▶ [The task] Find "Place one keypoint on each instance of the printed" in the data below; transcribe the line it appears on and each line after it, exactly, to the end, and nothing else.

## Start

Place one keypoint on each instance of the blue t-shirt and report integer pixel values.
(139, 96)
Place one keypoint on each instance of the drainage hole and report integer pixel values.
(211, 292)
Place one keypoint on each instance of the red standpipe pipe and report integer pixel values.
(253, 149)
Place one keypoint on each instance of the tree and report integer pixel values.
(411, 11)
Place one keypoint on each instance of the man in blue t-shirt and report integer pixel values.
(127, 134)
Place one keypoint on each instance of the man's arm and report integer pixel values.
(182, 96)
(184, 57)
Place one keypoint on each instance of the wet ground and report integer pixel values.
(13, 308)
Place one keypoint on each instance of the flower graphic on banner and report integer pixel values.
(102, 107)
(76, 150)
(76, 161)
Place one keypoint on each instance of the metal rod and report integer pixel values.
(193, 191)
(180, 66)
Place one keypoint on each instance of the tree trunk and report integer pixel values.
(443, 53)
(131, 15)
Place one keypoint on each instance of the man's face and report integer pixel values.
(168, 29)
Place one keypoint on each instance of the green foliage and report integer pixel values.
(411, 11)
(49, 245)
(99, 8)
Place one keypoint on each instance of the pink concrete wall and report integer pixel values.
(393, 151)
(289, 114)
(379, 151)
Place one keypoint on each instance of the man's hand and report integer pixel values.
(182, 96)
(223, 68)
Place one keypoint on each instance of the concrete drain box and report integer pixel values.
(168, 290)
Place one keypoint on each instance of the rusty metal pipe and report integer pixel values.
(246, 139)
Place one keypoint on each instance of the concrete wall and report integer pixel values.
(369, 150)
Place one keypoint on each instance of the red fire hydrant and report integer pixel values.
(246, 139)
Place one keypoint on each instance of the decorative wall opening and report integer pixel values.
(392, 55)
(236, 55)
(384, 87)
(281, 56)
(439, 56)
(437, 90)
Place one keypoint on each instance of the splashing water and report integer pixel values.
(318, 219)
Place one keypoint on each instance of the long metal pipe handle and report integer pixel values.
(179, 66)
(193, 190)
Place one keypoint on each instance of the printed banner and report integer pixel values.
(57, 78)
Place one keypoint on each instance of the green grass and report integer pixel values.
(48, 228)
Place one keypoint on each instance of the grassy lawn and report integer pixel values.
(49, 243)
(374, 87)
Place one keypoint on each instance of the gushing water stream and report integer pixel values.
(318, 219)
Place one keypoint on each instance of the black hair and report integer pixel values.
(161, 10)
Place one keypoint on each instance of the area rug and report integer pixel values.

## End

▶ [The reply]
Place one keypoint on each instance of the printed banner and report integer pixel values.
(57, 78)
Place one keypoint on each instance of the green grass and report integer pixel values.
(48, 228)
Place one keypoint on each instance of the grassy lawn and report integer pixel values.
(49, 243)
(374, 87)
Place one keypoint on each instance of the gushing water stream and report integer pixel values.
(318, 219)
Place one keypoint on each instance of the black hair and report integer pixel values.
(161, 10)
Place one keypoint on each instance of the area rug and report integer pixel values.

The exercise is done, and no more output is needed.